▶ Set problem: Transcribe the listing word for word.

Dataset excerpts on object pointing:

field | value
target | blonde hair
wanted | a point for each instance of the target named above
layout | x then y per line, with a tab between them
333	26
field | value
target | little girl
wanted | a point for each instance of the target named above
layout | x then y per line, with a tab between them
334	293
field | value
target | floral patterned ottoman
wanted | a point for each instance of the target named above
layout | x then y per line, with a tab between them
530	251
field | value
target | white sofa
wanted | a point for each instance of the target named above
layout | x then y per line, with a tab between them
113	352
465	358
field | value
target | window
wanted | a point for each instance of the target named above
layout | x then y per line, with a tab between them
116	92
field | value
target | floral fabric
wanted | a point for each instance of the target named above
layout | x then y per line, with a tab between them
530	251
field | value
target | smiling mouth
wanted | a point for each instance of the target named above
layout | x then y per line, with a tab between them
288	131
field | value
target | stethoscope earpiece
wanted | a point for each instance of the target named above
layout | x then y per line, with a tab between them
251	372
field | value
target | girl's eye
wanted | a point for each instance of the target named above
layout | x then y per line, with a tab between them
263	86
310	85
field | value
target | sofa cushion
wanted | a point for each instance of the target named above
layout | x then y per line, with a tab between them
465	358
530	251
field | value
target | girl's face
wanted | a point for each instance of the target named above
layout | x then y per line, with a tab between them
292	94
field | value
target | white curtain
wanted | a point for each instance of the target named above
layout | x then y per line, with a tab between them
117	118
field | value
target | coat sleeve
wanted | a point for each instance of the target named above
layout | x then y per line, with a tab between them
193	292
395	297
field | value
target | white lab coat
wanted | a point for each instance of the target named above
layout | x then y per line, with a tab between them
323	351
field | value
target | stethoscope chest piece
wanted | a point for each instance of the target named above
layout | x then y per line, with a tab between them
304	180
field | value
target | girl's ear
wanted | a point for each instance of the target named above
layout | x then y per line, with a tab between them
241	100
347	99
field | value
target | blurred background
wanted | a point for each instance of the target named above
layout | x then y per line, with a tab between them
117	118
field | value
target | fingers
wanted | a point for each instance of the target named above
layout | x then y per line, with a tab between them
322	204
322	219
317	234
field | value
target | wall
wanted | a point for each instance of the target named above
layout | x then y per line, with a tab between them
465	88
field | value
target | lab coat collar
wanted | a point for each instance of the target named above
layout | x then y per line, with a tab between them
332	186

▶ Full solution:
field | value
target | blonde hair
wanted | a point for each instance of the target named above
layout | x then y per line, with a tab between them
333	26
field | value
target | little girl
wanted | a point for each instance of the target named above
layout | x then y per line, with a tab between them
334	293
field | value
target | floral patterned ottoman
wanted | a point for each instance of the target named above
layout | x then y per line, with a tab between them
530	251
field | value
target | white sofa
wanted | a point for each instance of the target named above
layout | x then y per line, with a tab between them
113	352
465	358
field | value
target | window
wanted | a point for each instance of the target named above
layout | x then y per line, with a tab between them
116	92
field | value
target | floral fabric
wanted | a point for each instance of the target named above
layout | x then y per line, with a tab between them
530	251
field | value
target | smiling mouth
wanted | a point for each instance of the target named above
layout | x then y per line, with a tab between them
288	131
field | value
target | stethoscope earpiece
wanted | a point for each instance of the target named above
layout | x then y per line, with a tab between them
251	372
field | value
target | girl's eye
wanted | a point for each instance of the target named above
layout | x then y per line, with a tab between them
263	86
310	85
field | value
target | sofa cushion
wanted | a point for each instance of the target named above
layout | x then y per line, with a tab between them
465	358
530	251
field | value
target | girl's face
wanted | a point for each instance of the target named above
layout | x then y per line, with a tab between them
292	94
field | value
target | white curtain
wanted | a point for each instance of the target named above
layout | x then y per line, with a tab between them
117	118
field | value
target | coat sleeve
wanted | a point for each instance of the target named above
layout | x then y per line, with a tab between them
193	292
395	297
field | value
target | white lab coat
wanted | a point for each instance of the target named above
layout | x then y per line, with a tab between them
323	351
field | value
target | stethoscope chest piece
wanted | a point for each instance of the target named above
layout | x then y per line, with a tab between them
304	180
field | value
target | girl's ear
wanted | a point for each instance of the target named above
layout | x then y per line, with a tab between them
241	100
347	99
field | value
target | blurred background
wanted | a point for each instance of the target named above
layout | x then y per line, with a tab between them
117	118
field | value
target | fingers
wanted | a point for each instance of the target named above
layout | x then y per line, with a tab between them
322	204
322	219
317	234
field | value
target | wall
wanted | a point for each instance of the target named above
layout | x then y per line, with a tab between them
465	88
field | value
target | lab coat collar
wanted | a point for each instance of the target named above
layout | x then y per line, with a tab between them
332	186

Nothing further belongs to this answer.